Aufgaben und Übungen –
a: An welchem Tag war laut dem Auszug über Kodak die Insolvenz des Unternehmens die Wirtschaftsnachricht?
b: Setzen Sie den Auszug über Kodak im Anschluss an seine letzte Zeile fort.

++++ Vorliegender Auszug ++++

Kodak ist in Insolvenz – das war die Wirtschaftsnachricht am 19. Januar 2012. Dabei war Kodak 1996 laut Interbrand noch die viert wertvollste Marke der Welt hinter Disney, Coca-Cola und McDonald’s. Wie konnte eine Unternehmensikone wie Kodak 16 Jahre später insolvent sein? Heute, mehr als ein Jahrzehnt nach diesem Ereignis, lohnt es sich, nicht nur die Ursachen des Niedergangs zu beleuchten, sondern auch den Weg, den Kodak seitdem eingeschlagen hat, um wieder auf die Beine zu kommen.
Eine verpasste digitale Revolution oder ein Branding-Problem?

++++ Bereitgestellte Daten ++++

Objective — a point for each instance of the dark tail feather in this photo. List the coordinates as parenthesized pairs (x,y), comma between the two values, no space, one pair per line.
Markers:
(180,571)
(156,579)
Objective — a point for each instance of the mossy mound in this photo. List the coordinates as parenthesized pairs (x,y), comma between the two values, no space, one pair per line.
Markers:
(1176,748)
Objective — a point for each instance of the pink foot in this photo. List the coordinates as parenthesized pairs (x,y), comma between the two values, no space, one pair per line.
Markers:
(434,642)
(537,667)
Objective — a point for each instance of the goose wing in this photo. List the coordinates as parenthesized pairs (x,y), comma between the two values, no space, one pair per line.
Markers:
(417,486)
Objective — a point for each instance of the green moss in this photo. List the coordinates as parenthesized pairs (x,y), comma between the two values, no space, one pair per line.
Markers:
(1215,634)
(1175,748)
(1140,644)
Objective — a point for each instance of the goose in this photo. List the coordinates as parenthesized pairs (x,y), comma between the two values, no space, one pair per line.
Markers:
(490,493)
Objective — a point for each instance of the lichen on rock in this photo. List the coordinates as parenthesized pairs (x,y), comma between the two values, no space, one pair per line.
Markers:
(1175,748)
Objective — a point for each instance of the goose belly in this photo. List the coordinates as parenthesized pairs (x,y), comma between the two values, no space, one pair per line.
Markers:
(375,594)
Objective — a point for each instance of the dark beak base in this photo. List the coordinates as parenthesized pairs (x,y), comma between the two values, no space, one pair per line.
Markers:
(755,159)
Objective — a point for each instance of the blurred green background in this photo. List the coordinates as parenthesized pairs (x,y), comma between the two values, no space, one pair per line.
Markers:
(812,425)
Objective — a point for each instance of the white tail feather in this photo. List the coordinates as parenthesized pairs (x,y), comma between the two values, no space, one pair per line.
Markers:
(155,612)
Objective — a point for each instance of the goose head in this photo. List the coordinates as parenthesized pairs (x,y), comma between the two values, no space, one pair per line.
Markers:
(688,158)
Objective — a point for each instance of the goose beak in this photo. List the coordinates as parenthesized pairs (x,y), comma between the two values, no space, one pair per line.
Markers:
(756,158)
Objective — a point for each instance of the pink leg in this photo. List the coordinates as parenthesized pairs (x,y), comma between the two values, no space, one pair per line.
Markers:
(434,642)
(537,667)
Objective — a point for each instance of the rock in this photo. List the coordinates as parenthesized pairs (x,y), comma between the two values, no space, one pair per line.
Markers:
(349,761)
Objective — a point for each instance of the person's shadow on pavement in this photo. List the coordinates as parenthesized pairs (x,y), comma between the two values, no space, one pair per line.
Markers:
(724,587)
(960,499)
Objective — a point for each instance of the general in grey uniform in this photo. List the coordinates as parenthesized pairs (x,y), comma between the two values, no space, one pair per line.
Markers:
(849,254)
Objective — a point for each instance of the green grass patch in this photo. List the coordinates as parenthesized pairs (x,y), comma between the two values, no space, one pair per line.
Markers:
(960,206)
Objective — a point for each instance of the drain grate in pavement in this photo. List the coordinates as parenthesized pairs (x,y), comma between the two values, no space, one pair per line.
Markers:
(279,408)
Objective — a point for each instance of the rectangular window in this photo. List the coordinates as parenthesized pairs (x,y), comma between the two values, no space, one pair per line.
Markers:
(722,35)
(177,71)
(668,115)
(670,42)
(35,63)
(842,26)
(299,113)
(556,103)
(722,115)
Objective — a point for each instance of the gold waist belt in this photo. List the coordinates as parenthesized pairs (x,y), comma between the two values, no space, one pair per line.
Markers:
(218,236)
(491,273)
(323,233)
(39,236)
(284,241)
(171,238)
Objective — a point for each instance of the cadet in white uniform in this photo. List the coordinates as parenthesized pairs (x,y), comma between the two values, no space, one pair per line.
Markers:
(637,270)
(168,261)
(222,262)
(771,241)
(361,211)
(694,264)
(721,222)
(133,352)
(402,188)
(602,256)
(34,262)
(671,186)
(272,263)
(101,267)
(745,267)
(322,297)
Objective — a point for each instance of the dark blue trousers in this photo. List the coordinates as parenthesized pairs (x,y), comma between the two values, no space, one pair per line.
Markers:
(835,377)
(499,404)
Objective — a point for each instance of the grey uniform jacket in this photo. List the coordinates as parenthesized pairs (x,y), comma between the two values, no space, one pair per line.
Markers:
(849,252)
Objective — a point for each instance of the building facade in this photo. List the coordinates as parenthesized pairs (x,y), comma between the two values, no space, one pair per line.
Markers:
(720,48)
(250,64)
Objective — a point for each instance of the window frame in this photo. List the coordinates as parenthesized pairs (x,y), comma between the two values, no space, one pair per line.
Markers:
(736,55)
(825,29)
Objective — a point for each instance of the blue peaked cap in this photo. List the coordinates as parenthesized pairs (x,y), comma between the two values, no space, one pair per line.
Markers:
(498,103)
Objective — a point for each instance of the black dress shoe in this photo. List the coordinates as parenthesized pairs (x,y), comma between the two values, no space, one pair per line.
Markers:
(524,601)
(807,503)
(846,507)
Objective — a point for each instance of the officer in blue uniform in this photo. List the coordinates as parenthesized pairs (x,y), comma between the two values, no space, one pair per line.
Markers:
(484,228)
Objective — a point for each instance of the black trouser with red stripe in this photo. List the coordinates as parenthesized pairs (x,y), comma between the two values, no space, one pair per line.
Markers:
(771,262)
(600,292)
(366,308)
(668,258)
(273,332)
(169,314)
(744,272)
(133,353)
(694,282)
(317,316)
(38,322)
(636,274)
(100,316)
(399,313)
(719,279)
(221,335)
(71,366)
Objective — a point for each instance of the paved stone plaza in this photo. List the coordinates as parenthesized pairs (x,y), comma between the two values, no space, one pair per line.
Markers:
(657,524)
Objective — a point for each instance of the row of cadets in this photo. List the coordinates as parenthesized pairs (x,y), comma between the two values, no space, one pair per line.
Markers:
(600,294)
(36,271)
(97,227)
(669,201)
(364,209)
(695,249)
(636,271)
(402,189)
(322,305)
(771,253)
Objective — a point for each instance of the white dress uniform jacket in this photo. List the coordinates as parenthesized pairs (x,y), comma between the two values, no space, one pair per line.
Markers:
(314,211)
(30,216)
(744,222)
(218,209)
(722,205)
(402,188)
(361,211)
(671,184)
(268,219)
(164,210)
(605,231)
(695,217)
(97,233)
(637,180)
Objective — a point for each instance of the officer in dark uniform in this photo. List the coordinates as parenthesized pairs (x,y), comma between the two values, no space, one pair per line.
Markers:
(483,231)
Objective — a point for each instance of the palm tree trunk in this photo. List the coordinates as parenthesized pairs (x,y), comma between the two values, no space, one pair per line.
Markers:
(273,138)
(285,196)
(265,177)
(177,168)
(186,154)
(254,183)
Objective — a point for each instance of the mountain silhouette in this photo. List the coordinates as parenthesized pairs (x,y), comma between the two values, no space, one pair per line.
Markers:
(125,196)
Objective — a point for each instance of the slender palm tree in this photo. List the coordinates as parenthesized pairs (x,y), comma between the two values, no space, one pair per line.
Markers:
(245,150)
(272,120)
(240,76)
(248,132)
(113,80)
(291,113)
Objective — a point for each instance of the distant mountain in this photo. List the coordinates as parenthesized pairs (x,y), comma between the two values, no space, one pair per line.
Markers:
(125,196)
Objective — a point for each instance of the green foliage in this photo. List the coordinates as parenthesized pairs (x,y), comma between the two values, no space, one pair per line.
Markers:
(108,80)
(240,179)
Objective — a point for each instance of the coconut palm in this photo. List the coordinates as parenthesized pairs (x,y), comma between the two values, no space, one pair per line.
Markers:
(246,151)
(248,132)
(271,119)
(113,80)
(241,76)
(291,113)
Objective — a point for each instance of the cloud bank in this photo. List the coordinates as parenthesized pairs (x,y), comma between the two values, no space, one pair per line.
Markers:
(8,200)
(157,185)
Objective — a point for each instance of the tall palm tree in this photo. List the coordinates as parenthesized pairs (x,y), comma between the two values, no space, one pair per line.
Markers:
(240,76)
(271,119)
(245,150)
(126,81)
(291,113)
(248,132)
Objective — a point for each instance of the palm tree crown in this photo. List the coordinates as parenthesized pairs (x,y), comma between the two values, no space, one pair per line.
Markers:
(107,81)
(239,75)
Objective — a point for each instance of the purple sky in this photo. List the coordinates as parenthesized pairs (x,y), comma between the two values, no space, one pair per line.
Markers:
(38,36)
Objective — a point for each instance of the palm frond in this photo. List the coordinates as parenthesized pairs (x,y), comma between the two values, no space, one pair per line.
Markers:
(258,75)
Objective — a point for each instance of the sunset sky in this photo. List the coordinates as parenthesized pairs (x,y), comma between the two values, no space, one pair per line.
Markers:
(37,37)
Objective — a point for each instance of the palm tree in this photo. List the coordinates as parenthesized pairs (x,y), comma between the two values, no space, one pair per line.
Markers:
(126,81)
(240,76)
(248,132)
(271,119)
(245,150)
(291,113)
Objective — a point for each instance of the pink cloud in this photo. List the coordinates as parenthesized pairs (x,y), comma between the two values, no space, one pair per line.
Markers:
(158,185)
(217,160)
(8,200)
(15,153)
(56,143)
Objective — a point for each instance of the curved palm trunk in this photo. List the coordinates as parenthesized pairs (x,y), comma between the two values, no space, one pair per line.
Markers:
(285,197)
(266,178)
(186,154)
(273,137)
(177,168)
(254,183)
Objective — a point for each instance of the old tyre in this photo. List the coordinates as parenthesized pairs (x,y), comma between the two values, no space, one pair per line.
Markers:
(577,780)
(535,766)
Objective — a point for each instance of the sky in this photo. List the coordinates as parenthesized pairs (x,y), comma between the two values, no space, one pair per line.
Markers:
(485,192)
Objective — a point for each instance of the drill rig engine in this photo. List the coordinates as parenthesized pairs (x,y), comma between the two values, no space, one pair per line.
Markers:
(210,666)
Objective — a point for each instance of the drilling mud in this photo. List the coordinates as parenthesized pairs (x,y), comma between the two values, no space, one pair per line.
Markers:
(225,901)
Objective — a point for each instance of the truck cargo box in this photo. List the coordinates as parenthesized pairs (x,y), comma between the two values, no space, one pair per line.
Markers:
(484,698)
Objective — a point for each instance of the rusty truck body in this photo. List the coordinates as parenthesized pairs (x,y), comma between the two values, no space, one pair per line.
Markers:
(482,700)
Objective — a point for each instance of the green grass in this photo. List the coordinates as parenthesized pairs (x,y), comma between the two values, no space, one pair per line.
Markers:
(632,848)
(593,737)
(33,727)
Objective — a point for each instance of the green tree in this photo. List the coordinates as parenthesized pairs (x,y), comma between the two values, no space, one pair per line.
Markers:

++++

Gelöste Aufgaben –
a: Am 19. Januar 2012.

b:
Für viele schien die Antwort 2012 klar: Kodak hat die digitale Entwicklung im Fotomarkt übersehen und unterschätzt. Zahlreiche Medien berichteten damals: „Die digitale Revolution führte den Konzern nach verlustreichen Jahren in die Pleite“, schrieb etwa eine österreichische Tageszeitung. Doch ist das die ganze Wahrheit?
Die Fakten zeigen ein anderes Bild: Kodak war keineswegs technologisch rückständig. Bereits 1975 erfand Kodak die Digitalkamera, 1986 brachte das Unternehmen die erste kommerzielle Digitalkamera auf den Markt, und um die Jahrtausendwende war Kodak Weltmarktführer bei High-End-Digitalkameras. Technologisch war Kodak also vorne dabei – doch aus Kundensicht blieb Kodak vor allem eines: ein Hersteller von Fotofilmen.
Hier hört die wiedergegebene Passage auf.